_Your objective_.
Can you sum up the blog post below, about a former Chief Nurse's move from Addenbrookes Hospital to Florida, in three sentences?

_Document segment_.
○ ○ ○ ○

Having now completed one year in the US ‘first year of firsts’behind me, I have been looking back on the transition from life as Chief Nurse at Addenbrookes Hospital (CUH) to life in the States. When Ciara suggested I write a blog post I wondered what I could possibly say that would be of interest to my busy peers still leading. I am regularly asked ‘what have you been doing with yourself all day long?’, and ‘do youmiss your old life?’. I thought I could use these questions as a guide, and hopefully offer a little encouragement if any of you are contemplating any big changes in your life.

So, what have I been doing with myself?

I finished at CUH in September 2019 and between then and the move to Florida on 10th November I packed in a few small tasks!! My husband John, had gone ahead of me by 6 months,and my regular 60-70 hour weeks combined with finalising a PhD thesis which had been following me around Addenbrookes for the previous 5 years, had left little time for any preparation. Consequently, I pretty much had 6 weeks to pack up a house, travel around the country sorting family things out and saying a few farewells … oh and the small challenge of submitting my post Viva amendments ahead of a graduation date of October 15th.

The week the house packers came I realised I had no idea of what I really needed to take to the US, what I should be leaving  behind or what to buy (particularly with the drastic change in climate I was about to be faced with) and my 12 years as an executive director had evidently not skilled me enough to manage the army of professional packers that appeared on the doorstep. In the blink of an eye my entire house had been packed into boxes whilst I frantically tried to work out what was going into each box and whether it really needed to travel across the Atlantic with me!

With all our possessions in boxes and shipped off to sea, I undertook a final marathon tour of the country to say goodbye to family and friends, sort out my two amazing children and our octogenarian parents. On the final leg to Liverpool my car began a screaming, cranking sound on the M6; miraculously I managed to limp on to Liverpool where I was rescued by my brother, and the need to sell my faithful and well-loved car was replaced by another goodbye and an expensive rental car back home and to the airport.

Eventually the 10th of November arrived and move day was upon me, the house empty apart from a few basics for visits home. My son and I stayed in a hotel near Gatwick and he saw me off in an emotional goodbye and that was it, hello Florida! I arrived in the heat and warmth of November and to life in a modern condo in the middle of a gated community. I dropped my two very large cases at the apartment andfamiliarised myself with my new surroundings. I then slept for what felt like three days!

What happens to your mind, body and spirit when you go from the fast lane with all cylinders constantly firing to a standstill is quite a story and one too long for this occasion! Suffice to say ‘stuff happens’ physically, emotionally and psychologically!! Definitely a blog on its own.

Having established fairly early on that condo life with its close-knit neighbours was not going to work for us, I began the search for a house. Despite previous intentions to rent we went ahead and bought a house, more commonly named ‘home’, with a small garden commonly named ‘yard’, and lovely pool, in a nice bit of Tampa called Davis Islands. This in itself was an education; forget estate agents and lawyers, here is the land of the Realtor, beautiful smiles, door to door service and what feels like the personal mission of the said realtor to find you a home. Absolutely no changing your mind!

And so, several months of searching on my own began as John, was utterly consumed in his new job. I learned quickly about Florida laws, lanai, lot sizes, flooding, hurricane and bug insurance … oh and did I mention sink holes?approaching each scenario like a good old Board meeting, i.e. reading all I could the night before, aiming to look calm and in control and paddling like mad underneath!

○ ○ ○ ○

_Information shown_.
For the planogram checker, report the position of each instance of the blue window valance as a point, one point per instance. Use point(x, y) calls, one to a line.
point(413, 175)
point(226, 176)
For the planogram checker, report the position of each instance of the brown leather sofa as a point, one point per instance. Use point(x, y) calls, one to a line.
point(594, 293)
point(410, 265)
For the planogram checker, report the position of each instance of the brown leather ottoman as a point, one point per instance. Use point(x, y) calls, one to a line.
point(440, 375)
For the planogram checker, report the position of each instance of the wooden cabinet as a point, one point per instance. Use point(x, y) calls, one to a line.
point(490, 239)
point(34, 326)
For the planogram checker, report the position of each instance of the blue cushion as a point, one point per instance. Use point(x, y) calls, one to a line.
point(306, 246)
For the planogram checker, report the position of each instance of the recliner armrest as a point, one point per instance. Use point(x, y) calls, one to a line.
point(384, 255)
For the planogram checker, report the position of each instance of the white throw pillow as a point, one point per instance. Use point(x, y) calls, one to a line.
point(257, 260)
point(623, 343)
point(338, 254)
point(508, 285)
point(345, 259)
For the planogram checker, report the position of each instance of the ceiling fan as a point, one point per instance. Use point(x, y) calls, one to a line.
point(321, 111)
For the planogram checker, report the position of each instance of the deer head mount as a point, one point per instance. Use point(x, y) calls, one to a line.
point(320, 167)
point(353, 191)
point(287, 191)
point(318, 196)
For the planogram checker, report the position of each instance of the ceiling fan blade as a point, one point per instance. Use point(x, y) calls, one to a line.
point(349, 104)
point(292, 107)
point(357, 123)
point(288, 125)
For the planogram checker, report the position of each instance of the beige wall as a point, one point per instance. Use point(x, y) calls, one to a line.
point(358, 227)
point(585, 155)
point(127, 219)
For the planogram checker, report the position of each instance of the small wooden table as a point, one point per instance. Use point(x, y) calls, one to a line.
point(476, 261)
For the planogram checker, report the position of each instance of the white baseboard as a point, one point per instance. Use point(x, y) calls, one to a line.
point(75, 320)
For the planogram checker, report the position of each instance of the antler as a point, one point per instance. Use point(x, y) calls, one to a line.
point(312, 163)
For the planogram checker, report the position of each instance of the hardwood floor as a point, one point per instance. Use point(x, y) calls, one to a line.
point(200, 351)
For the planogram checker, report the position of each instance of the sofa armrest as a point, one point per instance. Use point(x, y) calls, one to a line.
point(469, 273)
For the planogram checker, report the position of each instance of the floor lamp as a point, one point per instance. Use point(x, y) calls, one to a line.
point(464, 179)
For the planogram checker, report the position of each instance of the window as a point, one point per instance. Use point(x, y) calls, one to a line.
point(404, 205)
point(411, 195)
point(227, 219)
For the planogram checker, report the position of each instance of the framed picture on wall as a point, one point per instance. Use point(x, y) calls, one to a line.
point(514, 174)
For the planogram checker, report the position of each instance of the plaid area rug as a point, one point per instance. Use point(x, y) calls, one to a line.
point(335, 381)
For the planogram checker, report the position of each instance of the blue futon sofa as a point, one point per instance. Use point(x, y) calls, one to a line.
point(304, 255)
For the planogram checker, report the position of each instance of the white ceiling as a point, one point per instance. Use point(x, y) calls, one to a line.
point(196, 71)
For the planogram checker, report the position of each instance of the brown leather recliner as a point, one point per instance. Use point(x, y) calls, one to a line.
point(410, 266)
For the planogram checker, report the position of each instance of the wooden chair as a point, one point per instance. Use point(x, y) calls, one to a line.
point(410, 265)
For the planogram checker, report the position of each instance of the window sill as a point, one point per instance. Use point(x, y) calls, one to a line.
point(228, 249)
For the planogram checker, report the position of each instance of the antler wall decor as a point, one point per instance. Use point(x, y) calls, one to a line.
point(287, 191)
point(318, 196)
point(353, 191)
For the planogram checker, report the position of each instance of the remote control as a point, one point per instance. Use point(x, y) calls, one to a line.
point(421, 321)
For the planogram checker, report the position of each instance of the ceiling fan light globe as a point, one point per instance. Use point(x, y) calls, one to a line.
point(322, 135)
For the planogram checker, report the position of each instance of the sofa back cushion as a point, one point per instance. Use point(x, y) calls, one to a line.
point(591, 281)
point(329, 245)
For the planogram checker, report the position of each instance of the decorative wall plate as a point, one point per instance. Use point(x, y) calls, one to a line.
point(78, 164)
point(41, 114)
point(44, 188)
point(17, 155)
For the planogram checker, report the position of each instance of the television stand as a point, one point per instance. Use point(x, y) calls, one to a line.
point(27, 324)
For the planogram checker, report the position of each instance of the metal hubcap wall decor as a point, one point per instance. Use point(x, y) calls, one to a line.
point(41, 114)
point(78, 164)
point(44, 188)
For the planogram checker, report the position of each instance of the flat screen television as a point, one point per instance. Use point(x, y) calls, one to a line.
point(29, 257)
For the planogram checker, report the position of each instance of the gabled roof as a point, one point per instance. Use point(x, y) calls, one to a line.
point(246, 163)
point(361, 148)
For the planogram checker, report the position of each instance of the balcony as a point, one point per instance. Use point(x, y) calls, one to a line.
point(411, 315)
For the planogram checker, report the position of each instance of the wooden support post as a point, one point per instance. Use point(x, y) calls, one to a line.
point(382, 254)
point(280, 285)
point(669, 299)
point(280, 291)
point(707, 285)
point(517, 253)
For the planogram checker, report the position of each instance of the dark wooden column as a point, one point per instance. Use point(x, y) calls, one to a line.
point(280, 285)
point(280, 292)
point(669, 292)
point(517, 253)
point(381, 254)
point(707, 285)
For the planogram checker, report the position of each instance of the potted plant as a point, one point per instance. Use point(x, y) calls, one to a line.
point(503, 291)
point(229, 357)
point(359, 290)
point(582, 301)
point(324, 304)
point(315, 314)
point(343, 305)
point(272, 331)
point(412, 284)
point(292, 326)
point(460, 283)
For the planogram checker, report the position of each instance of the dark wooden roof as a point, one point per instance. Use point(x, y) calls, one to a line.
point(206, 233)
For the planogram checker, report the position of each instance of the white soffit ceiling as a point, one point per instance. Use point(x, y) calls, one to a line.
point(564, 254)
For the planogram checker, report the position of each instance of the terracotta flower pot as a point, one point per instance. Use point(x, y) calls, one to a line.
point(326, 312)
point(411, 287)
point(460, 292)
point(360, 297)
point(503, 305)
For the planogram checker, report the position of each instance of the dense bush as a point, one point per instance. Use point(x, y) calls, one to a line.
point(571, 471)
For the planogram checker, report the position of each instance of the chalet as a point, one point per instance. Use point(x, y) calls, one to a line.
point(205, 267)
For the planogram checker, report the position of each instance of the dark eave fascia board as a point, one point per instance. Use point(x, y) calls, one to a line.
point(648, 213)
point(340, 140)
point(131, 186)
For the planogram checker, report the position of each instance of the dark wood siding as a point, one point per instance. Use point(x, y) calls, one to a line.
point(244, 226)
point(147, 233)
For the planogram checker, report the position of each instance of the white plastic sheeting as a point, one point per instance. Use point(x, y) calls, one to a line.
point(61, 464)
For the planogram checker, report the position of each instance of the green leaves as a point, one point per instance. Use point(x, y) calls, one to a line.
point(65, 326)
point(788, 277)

○ ○ ○ ○

_Final answer_.
After a year in the US, the writer, formerly Chief Nurse at Addenbrookes Hospital (CUH), looks back on leaving CUH in September 2019 and moving to Florida on November 10. The roughly six weeks in between went to packing up the house, submitting post-Viva PhD amendments ahead of an October 15 graduation, and touring the country to say goodbye to family and friends, during which the writer's car broke down on the M6 on the way to Liverpool. Finding condo life unworkable, the writer and John bought a house with a pool in Tampa's Davis Islands after the writer spent several months searching alone and learning about Florida laws, flooding, and hurricane and bug insurance.